◆ READING PASSAGE
+-------+
Jeff, Thanks. I've just posted an addendum at the end of this research note to add some plots specifically looking for linearity. I believe the image sensor is, in fact, linear (assuming the chip exposure is stable at whatever level -- max gain I believe). I also believe that the anomalies I see are artifacts of a combination of other issues -- namely the system "un-flattness" for lack of a better term -- plus the overall "un-flattness" of the system response to be understood.

Besides the very low cost, the print-transparency attenuators have the advantage of fixed attenuation values. So, if we assume linearity, then fixed attenuation provides more value for measurement ... in addition to just preventing signal overload. (There is another, simple method for gross-level attenuation of a source like an incandescent lamp -- just place a cardboard baffle with a slit (like 1/8-1/4-in wide) in front of the lamp. This also cuts down on stray light and reflections.)

On using fixed attenuators. For example: You were attempting to observe fluorescence in the presence of a vary large signal where the wavelengths were well separated. If you use a fixed attenuation to keep the source signal from saturation (then record it's peak) and then remove that known attenuation and record the peak of the target signal, you have (theoretically) a measure of the difference -- whose value is greater than the dynamic range of the image sensor itself. The non-uniformity of the sensor vs wavelength might still be an issue -- I just don't yet understand why the system exhibits so much variance. A fixed attenuator can be roughly "calibrated" for any single wavelength of interest by providing a strong, non-saturating signal at that frequency (from any source) and then inserting a fixed attenuation (but while keeping the signal above the noise). The measured difference, at that target wavelength, is now the calibration for that attenuator for that wavelength.

ND filters are just a pair of polarizing filters -- one mounted the revers of the other so that 180-deg rotation goes from a min to max attenuation that is continuously variable. Good for photography but w/o fixed "known" settings of attenuation. Unless there is an additional way to calibrate them, they become less useful for amplitude measurements. I think there are fixed-value filters, but that would really multiply the cost.

Dave

Hi, Dave - I was thinking that given the propensity to take clipped data in almost all devices out there, what if we printed a whole bunch of these varying-attenuation transparency masks, with, say, two stripes of 50% with an open area between them, and distributed them to folks to see if we can significantly reduce clipping. We can ask people to tag their spectra with "masked" or something, and we can even make the widths of each strip unique integer distances, so the mask pattern can be auto-detected like a simple bar code.

What do you think?

I'd agree that giving more visibility the the clipping issue would be good and this is a simple, cheap tool. However, I don't quite follow your 2-strip and auto-detection scheme.

The attenuator covers the entire light path (which is only the size of the slit). I suppose a atten-clear-atten pattern (blocking the slit width into 3 bands) would show in the "swath" of spectral color (top 1/3 darker, mid 1/3 brighter and bot 1/3 darker) ... except I suspect users would naturally just pick the middle and have clipped data as usual. Maybe I missed your point.
+-------+
Dataset items:
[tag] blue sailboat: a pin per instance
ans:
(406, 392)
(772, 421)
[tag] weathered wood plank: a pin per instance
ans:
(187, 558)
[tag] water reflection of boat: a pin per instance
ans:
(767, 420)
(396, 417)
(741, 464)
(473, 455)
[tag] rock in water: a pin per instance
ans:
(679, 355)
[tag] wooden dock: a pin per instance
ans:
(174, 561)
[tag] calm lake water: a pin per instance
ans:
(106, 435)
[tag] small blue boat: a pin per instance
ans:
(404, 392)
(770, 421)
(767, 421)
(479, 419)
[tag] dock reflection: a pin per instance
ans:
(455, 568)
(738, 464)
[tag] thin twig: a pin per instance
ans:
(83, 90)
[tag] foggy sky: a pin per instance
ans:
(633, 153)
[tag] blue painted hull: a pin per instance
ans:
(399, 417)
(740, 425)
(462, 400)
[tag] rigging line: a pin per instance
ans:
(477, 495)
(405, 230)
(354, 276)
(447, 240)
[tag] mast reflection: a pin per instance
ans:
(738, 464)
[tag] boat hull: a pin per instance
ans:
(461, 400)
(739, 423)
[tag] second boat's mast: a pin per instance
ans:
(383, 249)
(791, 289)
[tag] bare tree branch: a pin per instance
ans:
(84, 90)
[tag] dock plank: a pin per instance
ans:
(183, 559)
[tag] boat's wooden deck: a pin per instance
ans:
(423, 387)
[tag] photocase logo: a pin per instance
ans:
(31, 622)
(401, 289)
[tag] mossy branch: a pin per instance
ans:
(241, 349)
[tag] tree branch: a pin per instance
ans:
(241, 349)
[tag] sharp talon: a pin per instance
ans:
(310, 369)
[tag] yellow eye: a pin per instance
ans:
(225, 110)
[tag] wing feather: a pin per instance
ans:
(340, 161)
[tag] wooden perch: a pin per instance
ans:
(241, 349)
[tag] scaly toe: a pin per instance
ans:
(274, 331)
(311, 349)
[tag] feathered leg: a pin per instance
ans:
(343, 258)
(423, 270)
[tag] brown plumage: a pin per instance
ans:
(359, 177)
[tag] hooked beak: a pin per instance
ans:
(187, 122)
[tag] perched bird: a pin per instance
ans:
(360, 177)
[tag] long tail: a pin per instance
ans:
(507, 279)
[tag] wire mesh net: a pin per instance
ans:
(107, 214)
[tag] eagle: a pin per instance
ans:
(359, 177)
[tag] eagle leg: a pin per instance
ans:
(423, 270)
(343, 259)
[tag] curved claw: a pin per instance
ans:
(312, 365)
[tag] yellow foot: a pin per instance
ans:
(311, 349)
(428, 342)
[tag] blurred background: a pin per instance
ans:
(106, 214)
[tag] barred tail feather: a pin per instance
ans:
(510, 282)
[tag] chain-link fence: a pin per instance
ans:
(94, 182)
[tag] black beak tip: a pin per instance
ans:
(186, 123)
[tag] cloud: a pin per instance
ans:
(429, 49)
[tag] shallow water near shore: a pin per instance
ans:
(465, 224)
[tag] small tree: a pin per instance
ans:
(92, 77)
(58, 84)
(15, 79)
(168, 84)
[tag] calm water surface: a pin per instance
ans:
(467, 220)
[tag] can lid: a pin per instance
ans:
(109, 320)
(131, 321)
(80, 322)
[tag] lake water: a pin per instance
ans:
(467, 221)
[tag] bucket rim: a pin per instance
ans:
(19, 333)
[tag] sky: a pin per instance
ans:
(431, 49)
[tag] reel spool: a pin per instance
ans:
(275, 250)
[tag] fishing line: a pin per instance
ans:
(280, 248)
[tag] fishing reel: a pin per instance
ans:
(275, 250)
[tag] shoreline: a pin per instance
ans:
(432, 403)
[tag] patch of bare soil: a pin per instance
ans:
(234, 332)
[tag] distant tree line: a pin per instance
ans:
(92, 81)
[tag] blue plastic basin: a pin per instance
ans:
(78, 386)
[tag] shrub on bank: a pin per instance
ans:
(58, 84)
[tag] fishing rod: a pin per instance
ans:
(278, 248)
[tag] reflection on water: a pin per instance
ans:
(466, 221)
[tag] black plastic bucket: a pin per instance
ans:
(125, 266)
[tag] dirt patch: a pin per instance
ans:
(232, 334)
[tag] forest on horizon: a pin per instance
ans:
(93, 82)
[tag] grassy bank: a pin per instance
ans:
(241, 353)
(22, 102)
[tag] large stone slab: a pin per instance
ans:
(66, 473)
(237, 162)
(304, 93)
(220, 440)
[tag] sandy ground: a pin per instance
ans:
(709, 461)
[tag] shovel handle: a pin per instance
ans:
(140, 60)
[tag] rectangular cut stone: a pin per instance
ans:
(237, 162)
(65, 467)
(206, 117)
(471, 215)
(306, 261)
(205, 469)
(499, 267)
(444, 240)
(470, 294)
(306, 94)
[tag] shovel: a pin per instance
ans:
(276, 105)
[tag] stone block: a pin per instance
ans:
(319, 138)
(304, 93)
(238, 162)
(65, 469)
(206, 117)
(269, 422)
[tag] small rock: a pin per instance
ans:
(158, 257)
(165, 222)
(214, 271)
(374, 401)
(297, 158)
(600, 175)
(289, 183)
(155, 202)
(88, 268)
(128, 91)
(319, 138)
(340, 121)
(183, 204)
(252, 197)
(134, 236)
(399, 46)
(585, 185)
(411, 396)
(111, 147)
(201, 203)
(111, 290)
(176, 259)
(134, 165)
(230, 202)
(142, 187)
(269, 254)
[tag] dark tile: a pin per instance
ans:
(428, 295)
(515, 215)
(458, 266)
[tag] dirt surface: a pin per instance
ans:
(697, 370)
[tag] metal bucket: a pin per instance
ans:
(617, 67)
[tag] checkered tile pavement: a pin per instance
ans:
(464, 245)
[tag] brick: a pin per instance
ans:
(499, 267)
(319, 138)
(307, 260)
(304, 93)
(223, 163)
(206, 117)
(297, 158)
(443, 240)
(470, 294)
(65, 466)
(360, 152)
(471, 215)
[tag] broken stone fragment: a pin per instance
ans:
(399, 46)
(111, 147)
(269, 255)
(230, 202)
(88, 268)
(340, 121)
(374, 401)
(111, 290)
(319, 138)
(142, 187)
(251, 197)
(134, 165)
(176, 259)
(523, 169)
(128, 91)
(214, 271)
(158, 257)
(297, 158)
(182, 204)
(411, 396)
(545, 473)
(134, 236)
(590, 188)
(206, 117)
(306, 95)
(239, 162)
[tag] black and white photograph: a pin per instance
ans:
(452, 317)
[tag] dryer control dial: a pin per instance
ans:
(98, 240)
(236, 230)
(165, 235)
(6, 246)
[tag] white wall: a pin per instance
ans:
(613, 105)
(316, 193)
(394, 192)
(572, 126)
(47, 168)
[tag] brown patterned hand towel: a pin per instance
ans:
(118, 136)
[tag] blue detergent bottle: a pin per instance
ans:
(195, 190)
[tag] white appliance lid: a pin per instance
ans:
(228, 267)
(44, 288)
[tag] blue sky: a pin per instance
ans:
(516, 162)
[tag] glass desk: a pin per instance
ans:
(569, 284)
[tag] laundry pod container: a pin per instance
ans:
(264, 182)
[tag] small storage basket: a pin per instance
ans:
+-------+
◆ WHAT THE EXERCISE ASKS
Besides very low cost, what advantage does the forum thread give for print-transparency attenuators? Rely only on the forum thread for your answer.

◆ TASK ANSWER
They have fixed attenuation values.